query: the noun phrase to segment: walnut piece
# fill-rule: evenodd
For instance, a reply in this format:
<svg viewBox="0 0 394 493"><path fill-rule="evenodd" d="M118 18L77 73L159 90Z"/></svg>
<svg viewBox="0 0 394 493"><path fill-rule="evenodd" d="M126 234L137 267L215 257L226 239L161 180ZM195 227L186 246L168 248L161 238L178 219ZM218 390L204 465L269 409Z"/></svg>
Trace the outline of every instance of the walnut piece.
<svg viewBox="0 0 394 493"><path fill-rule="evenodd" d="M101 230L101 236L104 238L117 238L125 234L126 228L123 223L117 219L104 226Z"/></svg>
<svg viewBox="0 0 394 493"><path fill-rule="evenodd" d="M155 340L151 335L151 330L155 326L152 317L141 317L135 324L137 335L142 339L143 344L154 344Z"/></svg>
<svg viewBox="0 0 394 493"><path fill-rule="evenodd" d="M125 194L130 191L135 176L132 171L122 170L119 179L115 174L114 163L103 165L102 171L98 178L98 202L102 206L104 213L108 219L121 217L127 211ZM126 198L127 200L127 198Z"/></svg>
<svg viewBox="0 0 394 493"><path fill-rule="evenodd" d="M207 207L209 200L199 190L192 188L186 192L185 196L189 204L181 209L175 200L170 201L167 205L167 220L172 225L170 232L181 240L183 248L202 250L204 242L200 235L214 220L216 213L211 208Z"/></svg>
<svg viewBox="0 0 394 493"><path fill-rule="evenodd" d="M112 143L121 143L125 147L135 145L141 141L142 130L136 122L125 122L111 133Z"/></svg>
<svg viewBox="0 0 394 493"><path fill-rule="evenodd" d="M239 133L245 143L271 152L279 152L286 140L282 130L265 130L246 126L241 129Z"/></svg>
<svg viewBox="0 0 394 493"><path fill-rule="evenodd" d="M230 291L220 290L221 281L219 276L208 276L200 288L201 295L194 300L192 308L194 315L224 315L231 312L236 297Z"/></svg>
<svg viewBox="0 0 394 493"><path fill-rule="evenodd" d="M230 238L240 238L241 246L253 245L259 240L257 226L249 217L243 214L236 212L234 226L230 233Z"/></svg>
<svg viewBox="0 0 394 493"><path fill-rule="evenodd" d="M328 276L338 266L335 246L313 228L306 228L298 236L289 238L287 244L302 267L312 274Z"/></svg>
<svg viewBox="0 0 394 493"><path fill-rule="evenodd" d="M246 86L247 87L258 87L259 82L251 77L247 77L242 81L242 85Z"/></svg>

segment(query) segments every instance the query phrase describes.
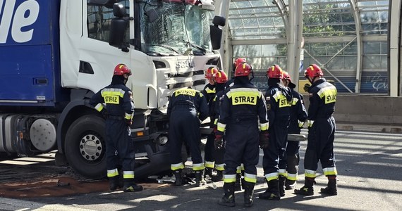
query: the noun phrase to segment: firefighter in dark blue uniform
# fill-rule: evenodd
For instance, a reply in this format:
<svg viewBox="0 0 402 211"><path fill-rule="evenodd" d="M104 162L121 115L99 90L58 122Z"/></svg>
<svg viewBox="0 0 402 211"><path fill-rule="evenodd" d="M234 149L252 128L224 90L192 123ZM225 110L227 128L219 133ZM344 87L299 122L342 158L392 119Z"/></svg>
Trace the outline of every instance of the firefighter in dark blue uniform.
<svg viewBox="0 0 402 211"><path fill-rule="evenodd" d="M288 129L288 134L300 134L300 129L303 128L304 122L307 120L307 110L304 106L303 97L293 89L296 85L292 83L289 74L284 71L282 82L285 87L289 87L292 92L292 106L291 106L291 122ZM287 155L287 177L285 182L285 189L294 188L298 179L298 171L299 167L299 149L300 141L288 141L286 146ZM283 187L282 187L283 188Z"/></svg>
<svg viewBox="0 0 402 211"><path fill-rule="evenodd" d="M102 89L92 96L90 104L106 117L106 159L107 177L110 189L121 187L118 166L121 165L123 179L123 191L133 192L142 190L134 183L134 162L135 155L130 136L134 102L133 93L126 87L131 70L124 64L114 68L110 85ZM106 103L104 108L103 103Z"/></svg>
<svg viewBox="0 0 402 211"><path fill-rule="evenodd" d="M328 178L328 185L321 188L321 193L336 195L336 175L334 154L335 138L335 119L332 116L336 101L336 88L322 77L321 68L310 65L305 71L305 76L312 84L308 89L308 137L304 158L305 185L296 189L295 193L314 195L313 185L320 161L324 174Z"/></svg>
<svg viewBox="0 0 402 211"><path fill-rule="evenodd" d="M235 60L235 61L232 64L232 74L231 74L232 78L225 83L225 89L234 85L235 70L238 65L245 63L246 60L245 58L238 58ZM237 173L236 177L236 182L235 182L235 191L241 191L242 187L244 188L244 183L240 183L240 180L241 181L244 181L244 165L243 163L237 167L236 172Z"/></svg>
<svg viewBox="0 0 402 211"><path fill-rule="evenodd" d="M268 188L258 196L261 199L279 200L285 196L286 179L286 139L292 95L281 84L283 70L274 65L267 71L268 89L265 94L269 121L269 141L263 148L262 167Z"/></svg>
<svg viewBox="0 0 402 211"><path fill-rule="evenodd" d="M222 70L214 74L214 81L215 82L215 88L217 90L217 95L214 100L211 102L212 106L214 107L213 117L214 121L214 134L217 131L218 118L219 116L219 108L221 103L221 98L224 95L224 90L225 83L228 81L228 76L225 72ZM214 158L215 158L215 170L217 174L213 175L212 181L219 181L223 179L224 170L225 170L225 164L224 162L224 148L214 149Z"/></svg>
<svg viewBox="0 0 402 211"><path fill-rule="evenodd" d="M235 205L236 169L241 162L245 168L244 205L252 205L260 152L258 120L261 133L267 134L268 129L265 100L262 93L250 82L252 75L250 65L239 64L235 70L234 85L225 90L221 104L215 144L217 148L223 147L222 136L226 130L224 196L219 201L221 205Z"/></svg>
<svg viewBox="0 0 402 211"><path fill-rule="evenodd" d="M200 120L208 117L208 106L205 97L199 91L191 87L181 88L171 94L167 110L169 119L169 149L171 160L171 169L176 177L176 185L183 184L184 164L181 148L185 141L190 148L193 170L195 172L195 185L205 184L204 163L200 144Z"/></svg>
<svg viewBox="0 0 402 211"><path fill-rule="evenodd" d="M215 67L209 67L205 71L205 78L208 79L208 84L205 85L202 93L205 96L207 103L208 104L209 116L210 120L209 127L214 127L214 108L213 101L215 98L217 91L215 90L215 82L214 81L214 74L218 72L218 68ZM215 134L209 134L207 137L207 143L204 149L204 160L205 162L205 176L208 175L212 177L212 170L215 165L215 158L214 156L214 140Z"/></svg>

**Aufgabenstellung:**
Ändere in der Auflistung oben den Abschnitt vom Anfang bis einschließlich der Zeile mit „207L209 200L199 190L192“, indem du „walnut piece“ durch „hazelnut piece“ ersetzt. Gib nur diesen Abschnitt wieder und lass alles andere darin unverändert.

**Ergebnis der Aufgabe:**
query: the noun phrase to segment: hazelnut piece
# fill-rule: evenodd
For instance, a reply in this format:
<svg viewBox="0 0 394 493"><path fill-rule="evenodd" d="M118 18L77 73L159 90Z"/></svg>
<svg viewBox="0 0 394 493"><path fill-rule="evenodd" d="M126 234L137 267L215 257L226 239L161 180ZM195 227L186 246L168 248L161 238L178 219ZM218 390L204 465L269 409Z"/></svg>
Trace the outline of every instance of the hazelnut piece.
<svg viewBox="0 0 394 493"><path fill-rule="evenodd" d="M101 230L101 236L104 238L117 238L125 234L126 228L123 223L117 219L104 226Z"/></svg>
<svg viewBox="0 0 394 493"><path fill-rule="evenodd" d="M155 340L151 335L151 330L155 326L152 317L141 317L135 324L137 335L142 339L143 344L154 344Z"/></svg>
<svg viewBox="0 0 394 493"><path fill-rule="evenodd" d="M125 194L130 191L135 176L132 171L122 170L119 179L115 174L114 163L103 165L102 171L98 178L98 202L102 206L104 213L108 219L121 217L127 211ZM126 198L127 200L127 198Z"/></svg>
<svg viewBox="0 0 394 493"><path fill-rule="evenodd" d="M207 207L209 200L199 190L192 188L186 192L185 196L189 204L181 209L175 200L170 201L167 205L167 220L172 225L170 232L181 240L183 248L202 250L204 242L200 235L214 220L216 213L211 208Z"/></svg>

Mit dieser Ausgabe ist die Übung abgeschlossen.